** Start Dataset entries **
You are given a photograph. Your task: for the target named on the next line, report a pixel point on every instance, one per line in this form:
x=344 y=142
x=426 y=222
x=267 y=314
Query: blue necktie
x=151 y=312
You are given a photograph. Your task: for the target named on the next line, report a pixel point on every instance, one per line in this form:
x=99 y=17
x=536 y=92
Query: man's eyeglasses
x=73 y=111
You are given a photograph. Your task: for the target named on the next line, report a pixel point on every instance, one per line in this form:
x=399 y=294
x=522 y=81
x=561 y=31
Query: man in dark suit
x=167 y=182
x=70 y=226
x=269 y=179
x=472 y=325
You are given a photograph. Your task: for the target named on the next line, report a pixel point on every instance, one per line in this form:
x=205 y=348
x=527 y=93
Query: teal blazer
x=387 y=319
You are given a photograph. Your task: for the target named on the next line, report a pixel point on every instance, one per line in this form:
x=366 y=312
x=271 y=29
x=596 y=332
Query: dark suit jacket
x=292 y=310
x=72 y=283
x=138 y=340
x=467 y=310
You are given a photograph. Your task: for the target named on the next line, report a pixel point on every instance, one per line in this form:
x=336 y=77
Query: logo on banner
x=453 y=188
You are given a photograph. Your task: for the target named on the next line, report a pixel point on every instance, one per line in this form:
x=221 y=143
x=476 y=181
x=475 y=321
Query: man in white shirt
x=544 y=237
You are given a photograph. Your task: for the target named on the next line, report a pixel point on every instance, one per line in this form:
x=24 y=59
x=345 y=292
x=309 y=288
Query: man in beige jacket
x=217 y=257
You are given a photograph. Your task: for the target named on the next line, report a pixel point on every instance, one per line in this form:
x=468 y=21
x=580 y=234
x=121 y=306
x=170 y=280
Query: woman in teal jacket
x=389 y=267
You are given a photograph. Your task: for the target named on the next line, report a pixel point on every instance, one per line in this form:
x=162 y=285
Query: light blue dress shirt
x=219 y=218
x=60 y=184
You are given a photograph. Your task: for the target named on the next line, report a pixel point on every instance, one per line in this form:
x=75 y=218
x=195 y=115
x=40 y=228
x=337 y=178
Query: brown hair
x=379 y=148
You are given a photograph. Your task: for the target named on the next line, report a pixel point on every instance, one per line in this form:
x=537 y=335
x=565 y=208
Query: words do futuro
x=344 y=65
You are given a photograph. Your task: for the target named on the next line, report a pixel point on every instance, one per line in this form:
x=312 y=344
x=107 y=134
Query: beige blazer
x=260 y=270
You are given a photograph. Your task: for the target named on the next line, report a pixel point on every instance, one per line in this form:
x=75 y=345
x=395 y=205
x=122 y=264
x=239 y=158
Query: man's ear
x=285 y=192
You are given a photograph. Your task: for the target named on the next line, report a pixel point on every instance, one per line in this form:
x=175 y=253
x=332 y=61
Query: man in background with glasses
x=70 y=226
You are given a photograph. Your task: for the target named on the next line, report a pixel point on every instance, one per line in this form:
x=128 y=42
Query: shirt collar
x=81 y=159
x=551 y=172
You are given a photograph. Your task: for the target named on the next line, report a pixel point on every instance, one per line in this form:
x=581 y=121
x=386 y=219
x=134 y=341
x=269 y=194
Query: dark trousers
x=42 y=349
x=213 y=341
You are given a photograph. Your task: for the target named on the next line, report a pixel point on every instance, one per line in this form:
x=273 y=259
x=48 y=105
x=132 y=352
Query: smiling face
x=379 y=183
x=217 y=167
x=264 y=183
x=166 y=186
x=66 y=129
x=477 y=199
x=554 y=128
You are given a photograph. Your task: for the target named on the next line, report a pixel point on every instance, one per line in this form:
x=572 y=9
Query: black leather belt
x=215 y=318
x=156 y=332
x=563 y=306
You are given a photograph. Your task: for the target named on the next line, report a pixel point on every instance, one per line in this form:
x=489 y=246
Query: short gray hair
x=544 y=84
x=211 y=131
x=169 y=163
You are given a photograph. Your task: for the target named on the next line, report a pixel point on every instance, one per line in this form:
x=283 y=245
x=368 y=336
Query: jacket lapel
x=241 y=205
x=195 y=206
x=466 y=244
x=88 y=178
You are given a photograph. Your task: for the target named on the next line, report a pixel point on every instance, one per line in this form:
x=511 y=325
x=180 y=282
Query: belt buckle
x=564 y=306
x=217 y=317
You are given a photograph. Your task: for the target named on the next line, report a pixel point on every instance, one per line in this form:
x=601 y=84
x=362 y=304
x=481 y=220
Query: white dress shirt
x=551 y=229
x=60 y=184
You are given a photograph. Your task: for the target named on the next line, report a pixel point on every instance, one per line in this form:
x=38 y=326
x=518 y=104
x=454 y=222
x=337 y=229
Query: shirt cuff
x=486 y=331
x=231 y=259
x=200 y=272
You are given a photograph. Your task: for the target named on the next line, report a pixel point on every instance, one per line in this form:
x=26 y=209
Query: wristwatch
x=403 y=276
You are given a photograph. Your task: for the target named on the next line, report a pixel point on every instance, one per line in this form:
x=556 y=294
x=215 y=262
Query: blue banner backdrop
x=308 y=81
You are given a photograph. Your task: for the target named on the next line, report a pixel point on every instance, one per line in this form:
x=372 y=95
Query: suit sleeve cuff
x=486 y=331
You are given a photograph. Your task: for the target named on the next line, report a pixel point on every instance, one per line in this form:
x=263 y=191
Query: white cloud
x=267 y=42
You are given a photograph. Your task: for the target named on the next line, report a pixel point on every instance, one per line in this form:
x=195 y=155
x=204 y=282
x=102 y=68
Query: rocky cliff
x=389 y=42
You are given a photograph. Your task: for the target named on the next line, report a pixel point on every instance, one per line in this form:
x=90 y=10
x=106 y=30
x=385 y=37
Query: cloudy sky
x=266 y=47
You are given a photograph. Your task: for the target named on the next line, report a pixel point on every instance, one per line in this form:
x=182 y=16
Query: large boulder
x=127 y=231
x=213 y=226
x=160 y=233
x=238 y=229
** End Dataset entries **
■ What is expected: Rewrite all the items above as one numbered list, with one line per number and no blank lines.

■ The output:
1. You are given a photograph. Your task: for the target named on the next line, report a pixel point on every instance, one per line in this form:
2. x=344 y=142
3. x=426 y=222
4. x=267 y=314
5. Query: blue necktie
6. x=151 y=312
7. You are given a photograph. Your task: for the target named on the next line, report a pixel point on every instance, one per line in this form:
8. x=99 y=17
9. x=536 y=92
10. Query: man's eyeglasses
11. x=73 y=111
12. You are given a photograph. Your task: for the target named on the next line, report a pixel point on every instance, one per line in this form:
13. x=399 y=294
14. x=522 y=81
15. x=561 y=31
16. Query: man in dark suit
17. x=167 y=182
18. x=70 y=226
19. x=269 y=179
20. x=472 y=325
21. You are given a photograph. Your task: for the target named on the next line, report a pixel point on every instance, one per line in this form:
22. x=205 y=348
23. x=527 y=93
24. Query: teal blazer
25. x=387 y=319
26. You are given a photograph. Your task: for the target named on the next line, report a pixel point on every instance, one per line in this form:
27. x=366 y=312
28. x=271 y=29
29. x=596 y=332
30. Query: dark suit jacket
31. x=292 y=310
32. x=72 y=283
33. x=138 y=340
34. x=467 y=310
35. You are given a photograph. Your task: for the target named on the next line, report a pixel point on every instance, one per line in this form:
36. x=336 y=77
37. Query: logo on banner
38. x=453 y=188
39. You are given a photograph. Your task: for the target named on the next line, report a pixel point on every instance, one per line in this form:
40. x=221 y=143
41. x=476 y=181
42. x=475 y=321
43. Query: man in white shirt
44. x=544 y=237
45. You are given a photograph. Your task: for the target named on the next line, report a pixel point on every instance, one per line in this form:
46. x=24 y=59
47. x=345 y=292
48. x=309 y=288
49. Query: man in beige jacket
50. x=217 y=257
51. You are given a photograph. Your task: for the target named on the next line, report a pixel point on every instance, one per line in this form:
52. x=468 y=21
53. x=580 y=234
54. x=121 y=306
55. x=170 y=280
56. Query: woman in teal jacket
57. x=389 y=267
58. You are given a photograph. Your task: for the target named on the next line, report a pixel point on every instance, one per line in this form:
59. x=162 y=285
60. Query: light blue dress shirt
61. x=219 y=218
62. x=60 y=184
63. You are given a photograph. Your task: for the target named on the next line, report a pixel point on every instance, one per line in this form:
64. x=75 y=218
65. x=195 y=115
66. x=40 y=228
67. x=337 y=178
68. Query: brown hair
69. x=379 y=148
70. You are given a photograph. Your task: for the target named on the next line, report a pixel point on every instance, one per line in this form:
71. x=537 y=335
72. x=565 y=208
73. Query: words do futuro
74. x=344 y=65
75. You are given a photograph. Your task: for the target named on the next line, report a pixel point on every instance, one per line in this form:
76. x=312 y=344
77. x=107 y=134
78. Query: beige blazer
79. x=260 y=270
80. You are given a photograph. Your task: for the target named on the next line, report a pixel point on every instance, one per line in this form:
81. x=75 y=345
82. x=395 y=205
83. x=122 y=264
84. x=239 y=158
85. Query: man's ear
86. x=285 y=192
87. You are given a photograph. Your task: for the target named on the next line, report a pixel point on every instance, one per line in this form:
88. x=175 y=253
89. x=332 y=61
90. Query: man in background with glasses
91. x=70 y=226
92. You are given a photograph. Your task: for the target named on the next line, report a pixel point on every instance, one per line in this form:
93. x=128 y=42
94. Query: shirt collar
95. x=81 y=159
96. x=551 y=172
97. You are given a photograph. Your task: for the target named on the next line, report a pixel point on every instance, one per line in this form:
98. x=581 y=121
99. x=386 y=219
100. x=134 y=341
101. x=269 y=194
102. Query: dark trousers
103. x=42 y=349
104. x=213 y=341
105. You are given a photograph. Your task: for the target named on the next line, report a pixel point on every instance, one per line in this form:
106. x=273 y=259
107. x=48 y=105
108. x=132 y=352
109. Query: smiling face
110. x=379 y=183
111. x=217 y=167
112. x=264 y=183
113. x=166 y=186
114. x=66 y=129
115. x=477 y=199
116. x=554 y=128
117. You are given a photograph. Your task: for the target named on the next line, report a pixel point on every instance, one per line in this form:
118. x=572 y=9
119. Query: black leather belt
120. x=215 y=318
121. x=156 y=332
122. x=563 y=306
123. You are given a photograph. Your task: for the target named on the next line, report a pixel point on every instance, one per line in this form:
124. x=489 y=246
125. Query: short gray hair
126. x=544 y=84
127. x=211 y=131
128. x=169 y=163
129. You are given a photograph. Your task: for the target named on the next line, report a pixel point on every instance, one per line in this form:
130. x=283 y=245
131. x=368 y=336
132. Query: jacket lapel
133. x=241 y=205
134. x=195 y=206
135. x=466 y=244
136. x=88 y=178
137. You are given a photograph. Your task: for the target named on the next line, report a pixel point on every instance, one per line in this form:
138. x=511 y=325
139. x=180 y=282
140. Query: belt buckle
141. x=564 y=306
142. x=217 y=317
143. You are given a photograph. Your task: for the target named on the next line, report a pixel point on every instance, one per line in this form:
144. x=601 y=84
145. x=362 y=304
146. x=481 y=220
147. Query: white dress shirt
148. x=551 y=229
149. x=60 y=184
150. You are given a photograph. Your task: for the target named on the next line, report a pixel point on every instance, one per line in this form:
151. x=38 y=326
152. x=518 y=104
153. x=454 y=222
154. x=337 y=229
155. Query: shirt cuff
156. x=486 y=331
157. x=231 y=259
158. x=200 y=272
159. You are given a photograph. Your task: for the target named on the next line, report a pixel point on every instance, one per line in this form:
160. x=26 y=209
161. Query: wristwatch
162. x=403 y=276
163. You are given a photograph. Your task: for the target named on the next line, report a pixel point on every instance, one per line in this form:
164. x=556 y=294
165. x=215 y=262
166. Query: blue banner backdrop
167. x=308 y=81
168. You are given a photograph. Your task: for the target named on the next line, report a pixel point on every instance, one per line in this form:
169. x=372 y=95
170. Query: suit sleeve cuff
171. x=486 y=331
172. You are given a photograph. Your task: for the target named on the next line, report a pixel point on every instance, one per line in this form:
173. x=263 y=191
174. Query: white cloud
175. x=267 y=42
176. You are given a photograph. Your task: for the target named on the next line, report a pixel point on every instance, one per line in this form:
177. x=195 y=155
178. x=204 y=282
179. x=102 y=68
180. Query: rocky cliff
181. x=389 y=42
182. You are given a photograph. Your task: for the target named on the next line, report a pixel point on every instance, one per line in this form:
183. x=90 y=10
184. x=106 y=30
185. x=385 y=37
186. Query: cloudy sky
187. x=266 y=47
188. You are given a photograph. Your task: for the target named on the next line, report a pixel point on every instance, one per line in this form:
189. x=182 y=16
190. Query: large boulder
191. x=127 y=231
192. x=213 y=226
193. x=160 y=233
194. x=238 y=229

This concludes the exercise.